(Excerpt provided)
..............................

When I tried mushies I actually became a lot more conservative. I realized black people were scary when a friend turned on rap music, it sounded evil. I was basically a SJW at the time and was horrified at the discovery that I'm 'racist'. I also realized I wanted kids some day, and wanted to become a better, healthier person. I don't understand how anyone could let their lives go to shit after trying psychedelics, or why anyone would take them frequently. Someone told me that bad trips are more useful than good ones. I think what you said supports that. If people get too comfortable they get lazy. A bad trip is upsetting because reality is upsetting, and should motivate people to get their lives together. Not everyone can handle it though.

Tandemlee ago

almost every interaction between people is guided by evil and greed and power

This is profound and true.

not_drunk ago

and try on alot of acid,

never look at the world the same again.

Goyana_punch ago

I am 6 years sober because of exactly this

chirogonemd ago

Yeah, that drug was developed as part of MKUltra, literally as an agent to disassociate and fragment the human personality - basically to remove individuality. We're all adults, but maybe don't.

Granite_Pill ago

Nah, that's just a phase. Once you're red-pilled, the trip is totally different.

projection ago

“As somebody who has steered clear of synthetics and natural psychedelics, I can say that all of the people in my life . . .”

Psychedelic usage patterns and outcomes are really only indicative of the user and their respective intention, wisdom, intelligence (IQ and emotional) and psychological flaws. Essentially, poorly prepared, lower calibre users will have less productive experiences. For this reason, I think most people probably shouldn’t take psychedelics.

“the collective isn't what is at stake in our world today - in fact, it's the enemy.”

I think the ‘collectivism’ or ‘oneness’ experienced with psychedelics is completely unrelated to the collectivism of Communism.

Aldous Huxley said:

“To be shaken out of the ruts of ordinary perception, to be shown for a few timeless hours the outer and inner world, not as they appear to an animal obsessed with survival or to a human being obsessed with words and notions, but as they are apprehended, directly and unconditionally, by Mind at Large — this is an experience of inestimable value to everyone and especially to the intellectual.”

"An intellectual is a person who has discovered something more interesting than sex.”

"We as personalities — as what we like to think of ourselves as being — are in fact only a very small part of an immense manifestation of activity, physical and mental, of which we are simply not aware. We have some control over this inasmuch as some actions being voluntary we can say, I want this to happen, and somebody else does the work for us. But meanwhile, many actions go on without our having the slightest consciousness of them, and … these vegetative actions can be grossly interfered with by our undesirable thoughts, our fears, our greeds, our angers, and so on . . .

The question then arises, How are we related to this? Why is it that we think of ourselves as only this minute part of a totality far larger than we are — a totality which according to many philosophers may actually be coextensive with the total activity of the universe?”

chirogonemd ago

I disagree with no part of what Huxley said, but the problem of the one and the many isn't solved by them. I also would agree with you that 'oneness' and collectivism as experienced on a trip are different than Communism, if we are taking each as discrete phenomena. But I'd rather take them as participating in a larger principle of dissolving the individual, which one could not argue both do. I do this because I am trying to focus attention on the individual itself, what's really threatened by the collective principle.

..............................

[Data items]
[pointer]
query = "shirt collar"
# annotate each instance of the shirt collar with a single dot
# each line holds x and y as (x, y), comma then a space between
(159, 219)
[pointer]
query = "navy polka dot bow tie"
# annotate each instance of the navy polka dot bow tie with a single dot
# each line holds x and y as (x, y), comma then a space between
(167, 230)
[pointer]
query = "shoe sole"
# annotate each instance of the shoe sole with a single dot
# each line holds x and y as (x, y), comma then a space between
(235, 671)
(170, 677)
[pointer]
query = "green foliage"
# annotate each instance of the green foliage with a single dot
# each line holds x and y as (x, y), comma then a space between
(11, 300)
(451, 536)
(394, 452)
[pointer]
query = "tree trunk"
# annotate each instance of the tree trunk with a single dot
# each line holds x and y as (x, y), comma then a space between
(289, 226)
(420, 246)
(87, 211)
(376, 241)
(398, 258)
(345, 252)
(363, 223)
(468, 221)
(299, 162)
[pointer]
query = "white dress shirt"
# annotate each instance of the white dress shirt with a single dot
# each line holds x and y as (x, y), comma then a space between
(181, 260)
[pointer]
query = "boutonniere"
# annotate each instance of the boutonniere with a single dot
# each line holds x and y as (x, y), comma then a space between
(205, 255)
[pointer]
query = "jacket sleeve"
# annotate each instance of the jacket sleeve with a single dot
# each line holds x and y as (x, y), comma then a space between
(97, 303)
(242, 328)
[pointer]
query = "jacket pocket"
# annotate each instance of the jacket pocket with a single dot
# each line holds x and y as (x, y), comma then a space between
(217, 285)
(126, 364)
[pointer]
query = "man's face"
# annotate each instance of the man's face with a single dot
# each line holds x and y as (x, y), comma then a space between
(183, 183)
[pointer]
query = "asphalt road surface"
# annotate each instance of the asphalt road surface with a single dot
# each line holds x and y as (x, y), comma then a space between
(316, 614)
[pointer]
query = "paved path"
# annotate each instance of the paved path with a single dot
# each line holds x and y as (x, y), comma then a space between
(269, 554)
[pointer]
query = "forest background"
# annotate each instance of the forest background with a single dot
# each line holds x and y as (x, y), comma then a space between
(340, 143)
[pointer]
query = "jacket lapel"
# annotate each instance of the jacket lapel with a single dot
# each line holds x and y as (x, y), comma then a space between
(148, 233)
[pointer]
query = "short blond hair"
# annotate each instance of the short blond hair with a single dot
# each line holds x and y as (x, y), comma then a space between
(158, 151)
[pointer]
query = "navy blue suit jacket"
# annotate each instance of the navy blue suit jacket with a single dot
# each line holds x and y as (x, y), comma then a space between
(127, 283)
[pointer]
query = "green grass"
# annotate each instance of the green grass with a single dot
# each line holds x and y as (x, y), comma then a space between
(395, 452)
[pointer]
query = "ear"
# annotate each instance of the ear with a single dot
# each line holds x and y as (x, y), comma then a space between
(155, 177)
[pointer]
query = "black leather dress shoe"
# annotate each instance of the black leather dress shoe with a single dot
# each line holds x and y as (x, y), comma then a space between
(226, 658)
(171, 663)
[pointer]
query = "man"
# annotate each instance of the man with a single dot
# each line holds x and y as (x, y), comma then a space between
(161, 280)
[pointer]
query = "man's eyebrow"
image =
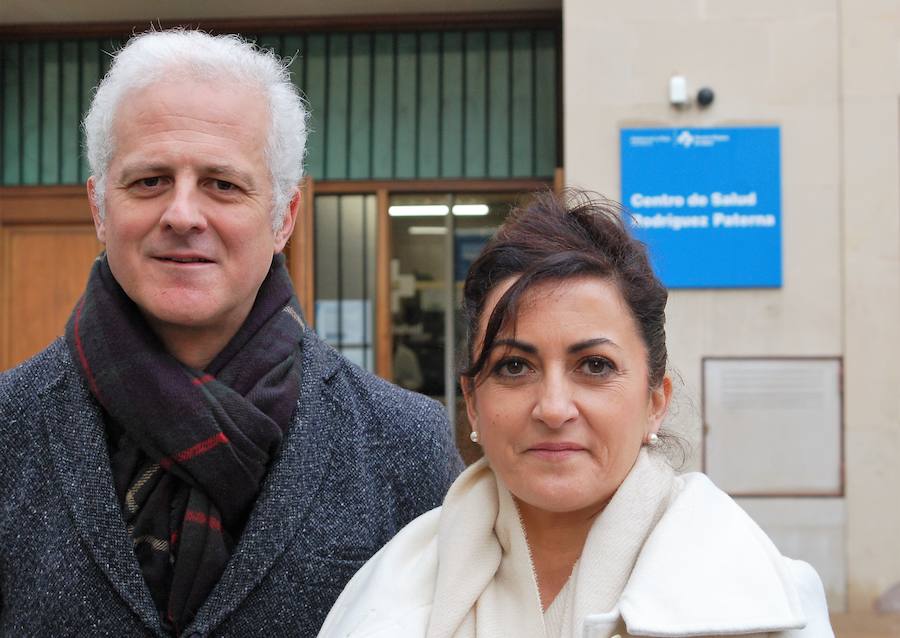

..............................

(What this exercise asks)
a) Return the passage from the comments on psychedelics starting with "I am 6 years" and going on through "is totally different.".
b) Collect every line of the entries that contains the string "shoe".
The comments on psychedelics and the entries have no connection to each other.

(Answers provided)
a)
I am 6 years sober because of exactly this

chirogonemd ago

Yeah, that drug was developed as part of MKUltra, literally as an agent to disassociate and fragment the human personality - basically to remove individuality. We're all adults, but maybe don't.

Granite_Pill ago

Nah, that's just a phase. Once you're red-pilled, the trip is totally different.

b)
query = "shoe sole"
# annotate each instance of the shoe sole with a single dot
query = "black leather dress shoe"
# annotate each instance of the black leather dress shoe with a single dot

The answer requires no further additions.